== Segment start ==

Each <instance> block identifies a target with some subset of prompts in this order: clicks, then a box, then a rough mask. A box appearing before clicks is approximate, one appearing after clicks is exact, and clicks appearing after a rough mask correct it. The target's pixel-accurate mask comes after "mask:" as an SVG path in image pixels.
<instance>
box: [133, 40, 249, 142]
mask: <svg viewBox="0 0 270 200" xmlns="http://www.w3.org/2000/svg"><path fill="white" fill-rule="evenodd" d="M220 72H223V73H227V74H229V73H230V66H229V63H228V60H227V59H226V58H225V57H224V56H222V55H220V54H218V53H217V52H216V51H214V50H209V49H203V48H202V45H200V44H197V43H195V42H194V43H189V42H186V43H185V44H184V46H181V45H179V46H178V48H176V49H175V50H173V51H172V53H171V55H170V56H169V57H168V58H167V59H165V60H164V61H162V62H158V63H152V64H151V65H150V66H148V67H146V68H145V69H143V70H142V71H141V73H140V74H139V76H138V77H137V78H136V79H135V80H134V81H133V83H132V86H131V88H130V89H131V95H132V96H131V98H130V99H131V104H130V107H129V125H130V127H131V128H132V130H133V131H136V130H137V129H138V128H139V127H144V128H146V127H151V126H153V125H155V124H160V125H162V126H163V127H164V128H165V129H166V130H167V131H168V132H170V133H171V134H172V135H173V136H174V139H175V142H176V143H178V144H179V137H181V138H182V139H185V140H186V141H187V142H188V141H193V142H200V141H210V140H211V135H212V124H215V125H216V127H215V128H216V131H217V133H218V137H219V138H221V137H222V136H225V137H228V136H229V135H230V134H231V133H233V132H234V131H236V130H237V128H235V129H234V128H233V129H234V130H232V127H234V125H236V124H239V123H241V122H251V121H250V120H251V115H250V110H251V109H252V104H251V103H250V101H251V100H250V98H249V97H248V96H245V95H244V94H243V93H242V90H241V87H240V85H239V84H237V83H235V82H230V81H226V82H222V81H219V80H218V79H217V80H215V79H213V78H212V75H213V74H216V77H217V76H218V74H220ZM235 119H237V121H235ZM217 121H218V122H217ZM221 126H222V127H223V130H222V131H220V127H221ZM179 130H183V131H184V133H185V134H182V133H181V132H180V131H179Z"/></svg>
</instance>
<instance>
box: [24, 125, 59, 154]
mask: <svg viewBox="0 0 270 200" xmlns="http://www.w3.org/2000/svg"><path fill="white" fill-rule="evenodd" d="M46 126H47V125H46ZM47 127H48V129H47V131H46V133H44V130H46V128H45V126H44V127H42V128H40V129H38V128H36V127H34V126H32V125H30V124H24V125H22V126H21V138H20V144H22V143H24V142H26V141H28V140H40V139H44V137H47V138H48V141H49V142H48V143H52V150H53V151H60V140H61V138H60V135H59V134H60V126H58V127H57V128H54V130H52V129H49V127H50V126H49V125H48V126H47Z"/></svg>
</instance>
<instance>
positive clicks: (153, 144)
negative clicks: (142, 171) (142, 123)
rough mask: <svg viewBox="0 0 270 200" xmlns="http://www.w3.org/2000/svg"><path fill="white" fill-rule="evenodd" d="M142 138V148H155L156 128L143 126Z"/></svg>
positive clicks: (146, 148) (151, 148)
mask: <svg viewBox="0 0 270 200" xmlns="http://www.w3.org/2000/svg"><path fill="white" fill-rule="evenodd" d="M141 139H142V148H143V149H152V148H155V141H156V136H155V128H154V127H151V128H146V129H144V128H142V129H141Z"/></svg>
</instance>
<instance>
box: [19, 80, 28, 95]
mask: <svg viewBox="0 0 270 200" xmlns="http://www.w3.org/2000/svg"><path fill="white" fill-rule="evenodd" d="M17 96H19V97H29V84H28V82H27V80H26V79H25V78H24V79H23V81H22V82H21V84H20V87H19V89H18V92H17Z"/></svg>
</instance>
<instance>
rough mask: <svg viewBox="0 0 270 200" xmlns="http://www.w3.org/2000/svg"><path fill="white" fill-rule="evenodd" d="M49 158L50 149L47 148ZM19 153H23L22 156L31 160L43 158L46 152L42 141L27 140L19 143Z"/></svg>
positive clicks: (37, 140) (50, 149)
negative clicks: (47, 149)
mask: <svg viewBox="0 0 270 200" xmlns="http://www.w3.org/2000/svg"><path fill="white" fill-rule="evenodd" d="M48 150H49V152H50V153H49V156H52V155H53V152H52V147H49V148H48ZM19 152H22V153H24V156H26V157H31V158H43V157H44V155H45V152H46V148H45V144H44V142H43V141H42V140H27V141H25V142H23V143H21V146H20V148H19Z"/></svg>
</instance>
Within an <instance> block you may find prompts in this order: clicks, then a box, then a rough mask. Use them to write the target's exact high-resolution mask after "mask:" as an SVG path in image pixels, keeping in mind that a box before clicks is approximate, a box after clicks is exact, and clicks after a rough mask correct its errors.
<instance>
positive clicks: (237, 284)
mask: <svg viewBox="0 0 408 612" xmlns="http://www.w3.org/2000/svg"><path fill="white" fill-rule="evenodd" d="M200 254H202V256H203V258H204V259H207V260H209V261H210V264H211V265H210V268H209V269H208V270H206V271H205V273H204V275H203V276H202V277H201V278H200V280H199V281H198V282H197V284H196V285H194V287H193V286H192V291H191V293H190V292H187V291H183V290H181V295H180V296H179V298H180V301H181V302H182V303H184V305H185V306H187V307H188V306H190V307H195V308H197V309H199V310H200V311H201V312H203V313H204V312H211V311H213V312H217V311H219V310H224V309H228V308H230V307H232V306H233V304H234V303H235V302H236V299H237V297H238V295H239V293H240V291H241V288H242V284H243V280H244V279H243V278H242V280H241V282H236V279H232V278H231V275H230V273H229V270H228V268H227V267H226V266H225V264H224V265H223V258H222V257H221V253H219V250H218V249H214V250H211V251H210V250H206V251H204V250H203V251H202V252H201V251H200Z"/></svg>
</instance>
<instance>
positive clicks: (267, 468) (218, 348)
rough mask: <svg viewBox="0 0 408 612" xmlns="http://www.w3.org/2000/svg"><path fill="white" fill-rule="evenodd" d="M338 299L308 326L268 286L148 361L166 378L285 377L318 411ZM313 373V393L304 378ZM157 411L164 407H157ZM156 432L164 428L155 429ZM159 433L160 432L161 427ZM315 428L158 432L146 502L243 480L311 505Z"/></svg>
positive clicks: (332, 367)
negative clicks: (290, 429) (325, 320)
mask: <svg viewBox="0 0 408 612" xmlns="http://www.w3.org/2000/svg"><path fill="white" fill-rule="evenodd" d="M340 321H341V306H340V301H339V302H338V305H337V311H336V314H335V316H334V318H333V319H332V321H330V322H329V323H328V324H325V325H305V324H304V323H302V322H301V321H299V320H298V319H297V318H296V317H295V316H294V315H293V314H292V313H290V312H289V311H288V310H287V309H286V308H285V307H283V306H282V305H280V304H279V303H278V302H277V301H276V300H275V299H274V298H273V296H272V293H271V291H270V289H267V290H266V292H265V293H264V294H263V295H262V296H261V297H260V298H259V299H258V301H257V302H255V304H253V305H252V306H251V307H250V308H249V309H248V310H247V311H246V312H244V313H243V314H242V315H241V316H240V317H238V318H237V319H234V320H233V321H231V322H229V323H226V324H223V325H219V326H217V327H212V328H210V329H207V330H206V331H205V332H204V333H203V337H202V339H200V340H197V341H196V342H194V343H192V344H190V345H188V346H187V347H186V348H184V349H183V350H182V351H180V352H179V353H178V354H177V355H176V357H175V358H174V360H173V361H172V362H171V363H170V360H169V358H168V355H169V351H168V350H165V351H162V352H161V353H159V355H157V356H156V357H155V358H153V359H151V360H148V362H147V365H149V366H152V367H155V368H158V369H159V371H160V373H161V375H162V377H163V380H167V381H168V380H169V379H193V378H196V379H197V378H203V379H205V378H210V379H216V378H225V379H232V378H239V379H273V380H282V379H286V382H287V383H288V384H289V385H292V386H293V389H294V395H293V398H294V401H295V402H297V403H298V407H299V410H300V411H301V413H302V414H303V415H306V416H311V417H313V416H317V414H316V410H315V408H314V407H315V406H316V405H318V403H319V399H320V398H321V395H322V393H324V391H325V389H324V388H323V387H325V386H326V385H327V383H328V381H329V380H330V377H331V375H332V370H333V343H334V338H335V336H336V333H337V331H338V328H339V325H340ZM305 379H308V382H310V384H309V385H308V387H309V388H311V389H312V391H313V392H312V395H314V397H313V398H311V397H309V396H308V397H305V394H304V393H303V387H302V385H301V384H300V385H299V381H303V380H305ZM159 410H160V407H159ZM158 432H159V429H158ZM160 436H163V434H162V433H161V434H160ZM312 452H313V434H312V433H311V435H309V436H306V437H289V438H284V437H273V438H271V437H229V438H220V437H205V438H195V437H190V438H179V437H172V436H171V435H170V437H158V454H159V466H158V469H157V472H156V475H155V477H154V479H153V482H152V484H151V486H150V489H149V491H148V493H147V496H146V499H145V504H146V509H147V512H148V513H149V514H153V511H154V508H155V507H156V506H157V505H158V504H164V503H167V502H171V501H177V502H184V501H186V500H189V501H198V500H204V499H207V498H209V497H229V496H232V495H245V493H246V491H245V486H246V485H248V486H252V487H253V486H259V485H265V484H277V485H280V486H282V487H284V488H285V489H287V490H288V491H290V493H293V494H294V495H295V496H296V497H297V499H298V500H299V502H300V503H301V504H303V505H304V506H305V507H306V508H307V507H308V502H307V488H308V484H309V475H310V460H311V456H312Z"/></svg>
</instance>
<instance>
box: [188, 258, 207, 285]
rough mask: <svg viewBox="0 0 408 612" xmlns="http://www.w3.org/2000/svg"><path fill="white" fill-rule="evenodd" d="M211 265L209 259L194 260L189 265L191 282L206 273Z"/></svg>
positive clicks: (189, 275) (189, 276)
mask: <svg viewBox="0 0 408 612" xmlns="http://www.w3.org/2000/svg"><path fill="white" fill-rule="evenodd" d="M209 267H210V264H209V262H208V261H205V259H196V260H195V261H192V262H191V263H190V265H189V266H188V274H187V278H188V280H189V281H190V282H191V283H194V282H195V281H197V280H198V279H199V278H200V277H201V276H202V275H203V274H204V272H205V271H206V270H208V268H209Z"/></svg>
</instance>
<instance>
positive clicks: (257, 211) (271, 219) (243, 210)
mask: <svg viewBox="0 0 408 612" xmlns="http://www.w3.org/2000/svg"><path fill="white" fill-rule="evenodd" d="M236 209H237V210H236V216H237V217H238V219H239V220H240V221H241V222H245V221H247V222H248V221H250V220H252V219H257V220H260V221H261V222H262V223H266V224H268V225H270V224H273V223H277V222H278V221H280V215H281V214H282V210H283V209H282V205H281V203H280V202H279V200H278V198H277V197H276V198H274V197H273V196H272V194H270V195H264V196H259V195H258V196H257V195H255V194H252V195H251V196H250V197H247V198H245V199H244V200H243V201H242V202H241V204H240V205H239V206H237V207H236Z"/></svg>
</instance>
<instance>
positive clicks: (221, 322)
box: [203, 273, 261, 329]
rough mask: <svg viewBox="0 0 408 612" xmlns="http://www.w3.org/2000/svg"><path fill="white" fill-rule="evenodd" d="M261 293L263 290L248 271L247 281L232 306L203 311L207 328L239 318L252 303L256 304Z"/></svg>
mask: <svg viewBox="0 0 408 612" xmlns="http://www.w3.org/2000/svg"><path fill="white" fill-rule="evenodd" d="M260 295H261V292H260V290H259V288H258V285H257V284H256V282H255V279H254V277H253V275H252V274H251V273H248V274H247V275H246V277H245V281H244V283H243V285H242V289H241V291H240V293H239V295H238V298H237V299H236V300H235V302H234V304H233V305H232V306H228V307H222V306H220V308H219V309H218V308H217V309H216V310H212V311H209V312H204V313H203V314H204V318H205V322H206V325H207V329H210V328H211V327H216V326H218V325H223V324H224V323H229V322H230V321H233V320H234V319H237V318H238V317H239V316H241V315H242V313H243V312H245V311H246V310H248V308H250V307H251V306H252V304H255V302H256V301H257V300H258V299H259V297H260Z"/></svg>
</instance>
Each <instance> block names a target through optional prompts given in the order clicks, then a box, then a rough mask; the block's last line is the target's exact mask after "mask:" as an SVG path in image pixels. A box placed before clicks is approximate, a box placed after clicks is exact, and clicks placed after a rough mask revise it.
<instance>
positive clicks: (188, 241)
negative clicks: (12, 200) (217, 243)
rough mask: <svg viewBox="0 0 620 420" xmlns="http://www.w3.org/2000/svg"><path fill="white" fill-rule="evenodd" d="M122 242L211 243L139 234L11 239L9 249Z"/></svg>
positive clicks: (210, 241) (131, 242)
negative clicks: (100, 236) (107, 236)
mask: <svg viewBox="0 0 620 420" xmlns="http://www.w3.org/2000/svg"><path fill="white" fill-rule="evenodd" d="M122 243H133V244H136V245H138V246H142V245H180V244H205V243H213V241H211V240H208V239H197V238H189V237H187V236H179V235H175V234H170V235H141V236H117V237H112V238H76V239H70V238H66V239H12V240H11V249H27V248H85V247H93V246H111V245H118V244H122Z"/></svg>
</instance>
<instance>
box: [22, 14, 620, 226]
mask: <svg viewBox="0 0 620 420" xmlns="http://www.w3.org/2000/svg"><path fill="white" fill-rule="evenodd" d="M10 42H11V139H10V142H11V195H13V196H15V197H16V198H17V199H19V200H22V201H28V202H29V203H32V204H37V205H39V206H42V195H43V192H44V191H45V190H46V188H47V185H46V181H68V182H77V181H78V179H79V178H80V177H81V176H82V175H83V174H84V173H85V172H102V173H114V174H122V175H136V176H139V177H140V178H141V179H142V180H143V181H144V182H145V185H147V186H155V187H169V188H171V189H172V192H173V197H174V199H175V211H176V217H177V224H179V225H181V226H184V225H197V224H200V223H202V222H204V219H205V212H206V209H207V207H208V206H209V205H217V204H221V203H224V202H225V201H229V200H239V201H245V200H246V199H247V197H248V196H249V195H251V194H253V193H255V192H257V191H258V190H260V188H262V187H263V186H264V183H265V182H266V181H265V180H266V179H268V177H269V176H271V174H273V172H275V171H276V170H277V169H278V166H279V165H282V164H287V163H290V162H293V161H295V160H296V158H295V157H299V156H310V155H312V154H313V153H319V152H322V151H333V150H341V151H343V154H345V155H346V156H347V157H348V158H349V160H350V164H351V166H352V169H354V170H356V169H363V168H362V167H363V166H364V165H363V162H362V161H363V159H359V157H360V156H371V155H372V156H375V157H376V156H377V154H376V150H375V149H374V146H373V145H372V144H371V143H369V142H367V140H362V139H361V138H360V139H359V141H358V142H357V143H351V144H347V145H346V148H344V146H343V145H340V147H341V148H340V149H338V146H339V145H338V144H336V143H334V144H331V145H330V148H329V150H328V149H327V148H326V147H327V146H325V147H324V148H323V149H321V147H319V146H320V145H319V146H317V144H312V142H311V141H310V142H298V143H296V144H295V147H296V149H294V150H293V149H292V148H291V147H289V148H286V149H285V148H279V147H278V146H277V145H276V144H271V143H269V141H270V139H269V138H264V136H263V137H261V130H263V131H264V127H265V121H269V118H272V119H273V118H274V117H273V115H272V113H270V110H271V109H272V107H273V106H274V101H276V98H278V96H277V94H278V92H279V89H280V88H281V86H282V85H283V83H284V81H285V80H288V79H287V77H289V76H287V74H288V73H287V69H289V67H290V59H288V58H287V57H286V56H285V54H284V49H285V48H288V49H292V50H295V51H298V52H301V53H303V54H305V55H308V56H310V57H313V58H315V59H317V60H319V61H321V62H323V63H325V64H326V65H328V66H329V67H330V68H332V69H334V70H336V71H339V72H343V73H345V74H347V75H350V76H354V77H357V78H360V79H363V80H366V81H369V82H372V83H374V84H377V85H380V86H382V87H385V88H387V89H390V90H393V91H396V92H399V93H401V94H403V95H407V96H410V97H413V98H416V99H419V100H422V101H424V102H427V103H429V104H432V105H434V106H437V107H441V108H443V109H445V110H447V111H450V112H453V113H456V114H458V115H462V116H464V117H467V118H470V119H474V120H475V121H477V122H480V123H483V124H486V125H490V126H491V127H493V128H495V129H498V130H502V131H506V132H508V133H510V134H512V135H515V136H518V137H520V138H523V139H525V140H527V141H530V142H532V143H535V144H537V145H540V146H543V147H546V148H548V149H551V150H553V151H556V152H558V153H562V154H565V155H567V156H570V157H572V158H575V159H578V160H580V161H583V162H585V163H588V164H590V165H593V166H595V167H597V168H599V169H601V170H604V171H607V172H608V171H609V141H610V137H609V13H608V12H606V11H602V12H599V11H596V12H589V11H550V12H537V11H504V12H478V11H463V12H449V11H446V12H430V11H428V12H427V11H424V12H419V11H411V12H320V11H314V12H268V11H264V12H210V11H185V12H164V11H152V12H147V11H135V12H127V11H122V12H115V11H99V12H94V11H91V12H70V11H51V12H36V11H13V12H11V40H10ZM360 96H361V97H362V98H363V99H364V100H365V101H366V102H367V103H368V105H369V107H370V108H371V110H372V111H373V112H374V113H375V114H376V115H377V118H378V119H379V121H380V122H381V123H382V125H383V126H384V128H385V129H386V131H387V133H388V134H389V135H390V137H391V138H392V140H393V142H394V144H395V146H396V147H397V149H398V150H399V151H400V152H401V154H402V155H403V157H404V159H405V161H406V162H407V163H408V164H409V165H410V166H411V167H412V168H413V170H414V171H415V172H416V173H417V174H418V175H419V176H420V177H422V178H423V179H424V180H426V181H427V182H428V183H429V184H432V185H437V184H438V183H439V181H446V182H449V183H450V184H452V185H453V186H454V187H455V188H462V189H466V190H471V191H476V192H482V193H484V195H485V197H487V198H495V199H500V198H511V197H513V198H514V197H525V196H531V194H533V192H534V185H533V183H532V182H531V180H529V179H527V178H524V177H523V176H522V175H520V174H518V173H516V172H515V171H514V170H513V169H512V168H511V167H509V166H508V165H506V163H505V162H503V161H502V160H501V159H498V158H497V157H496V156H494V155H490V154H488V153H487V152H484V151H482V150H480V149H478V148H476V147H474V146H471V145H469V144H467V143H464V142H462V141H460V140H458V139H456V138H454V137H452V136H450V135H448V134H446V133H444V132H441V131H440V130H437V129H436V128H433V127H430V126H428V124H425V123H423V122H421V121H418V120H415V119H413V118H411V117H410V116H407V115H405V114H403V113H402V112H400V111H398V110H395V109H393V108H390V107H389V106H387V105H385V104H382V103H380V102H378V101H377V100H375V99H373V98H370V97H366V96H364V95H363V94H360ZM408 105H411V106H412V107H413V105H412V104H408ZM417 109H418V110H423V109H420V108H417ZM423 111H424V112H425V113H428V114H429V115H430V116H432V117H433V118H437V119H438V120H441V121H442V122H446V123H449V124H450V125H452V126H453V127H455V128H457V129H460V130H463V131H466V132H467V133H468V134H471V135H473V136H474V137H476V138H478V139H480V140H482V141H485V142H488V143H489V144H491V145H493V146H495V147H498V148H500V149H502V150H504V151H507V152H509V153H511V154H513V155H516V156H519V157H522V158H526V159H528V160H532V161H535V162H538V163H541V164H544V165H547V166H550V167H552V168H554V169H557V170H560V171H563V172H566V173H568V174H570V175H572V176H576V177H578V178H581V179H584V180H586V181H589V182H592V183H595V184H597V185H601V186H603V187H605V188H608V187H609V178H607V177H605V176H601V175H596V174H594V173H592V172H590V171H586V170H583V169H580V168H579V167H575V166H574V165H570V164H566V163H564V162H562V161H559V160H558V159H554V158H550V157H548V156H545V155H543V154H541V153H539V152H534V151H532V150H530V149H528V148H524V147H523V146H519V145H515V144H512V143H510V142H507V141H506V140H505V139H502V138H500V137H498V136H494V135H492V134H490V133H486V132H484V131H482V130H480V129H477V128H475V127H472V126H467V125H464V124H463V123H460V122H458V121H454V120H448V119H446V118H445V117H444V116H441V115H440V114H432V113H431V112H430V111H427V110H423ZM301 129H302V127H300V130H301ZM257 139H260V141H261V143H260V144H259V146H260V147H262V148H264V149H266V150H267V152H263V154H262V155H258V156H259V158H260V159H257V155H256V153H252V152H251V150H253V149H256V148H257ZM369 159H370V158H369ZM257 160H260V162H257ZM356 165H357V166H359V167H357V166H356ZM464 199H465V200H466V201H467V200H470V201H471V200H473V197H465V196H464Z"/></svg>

== Segment end ==

> About this exercise
Starting with the line with "box: [188, 258, 207, 285]" above and going on through the line with "265L209 259L194 260L189", transcribe every line exactly, both ends included, and add nothing.

> Exercise output
box: [188, 258, 207, 285]
rough mask: <svg viewBox="0 0 408 612" xmlns="http://www.w3.org/2000/svg"><path fill="white" fill-rule="evenodd" d="M211 265L209 259L194 260L189 265L191 282L206 273Z"/></svg>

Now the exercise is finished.